Val Tremola ohne Zittern – Aller guten Dinge sind drei!


Publiziert von rojosuiza , 19. Dezember 2014 um 10:34.

Region: Welt » Schweiz » Tessin » Bellinzonese
Tour Datum:12 Dezember 2014
Schneeshuhtouren Schwierigkeit: WT2 - Schneeschuhwanderung
Wegpunkte:
Geo-Tags: CH-TI   CH-UR   Gruppo Pizzo Centrale   Gruppo Pizzo Lucendro 
Zeitbedarf: 8:00
Aufstieg: 900 m
Abstieg: 600 m
Zufahrt zum Ausgangspunkt:Zug nach Airolo
Zufahrt zum Ankunftspunkt:Zug ab Hospental
Unterkunftmöglichkeiten:Airolo und Hospental (Pass im Winter ohne Winterraum)

■ Aufgabenstellung: Übertragen Sie den Satz „Publiziert von rojosuiza , 19. Dezember 2014 um 10:34.“ aus dem Tourenbericht über das Val Tremola ins Englische.

■ Datenteil:
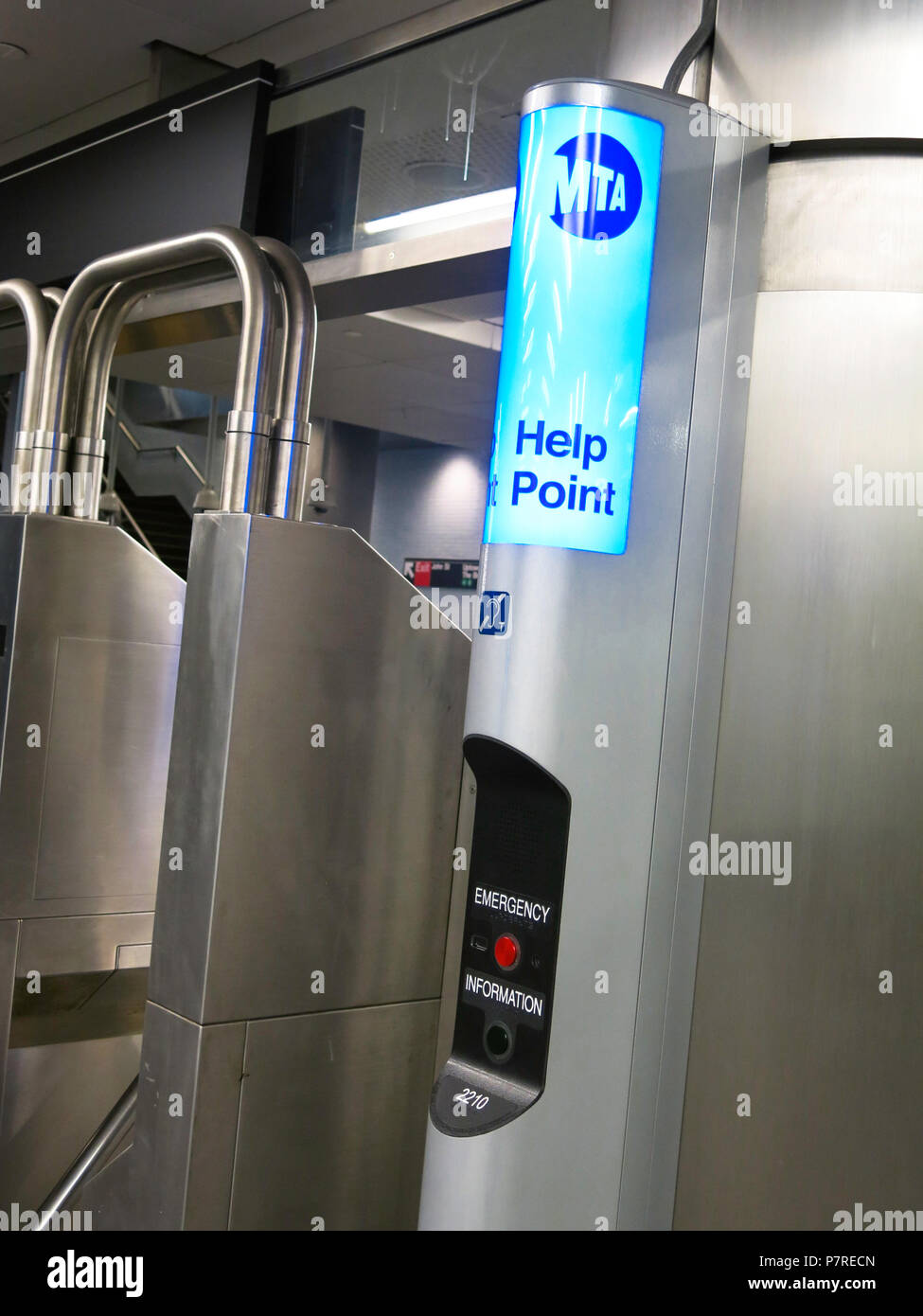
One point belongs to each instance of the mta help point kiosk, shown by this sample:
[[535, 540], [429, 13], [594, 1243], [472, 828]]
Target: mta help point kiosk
[[595, 681]]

■ Lösung der Aufgabe: Published by rojosuiza, December 19, 2014 at 10:34.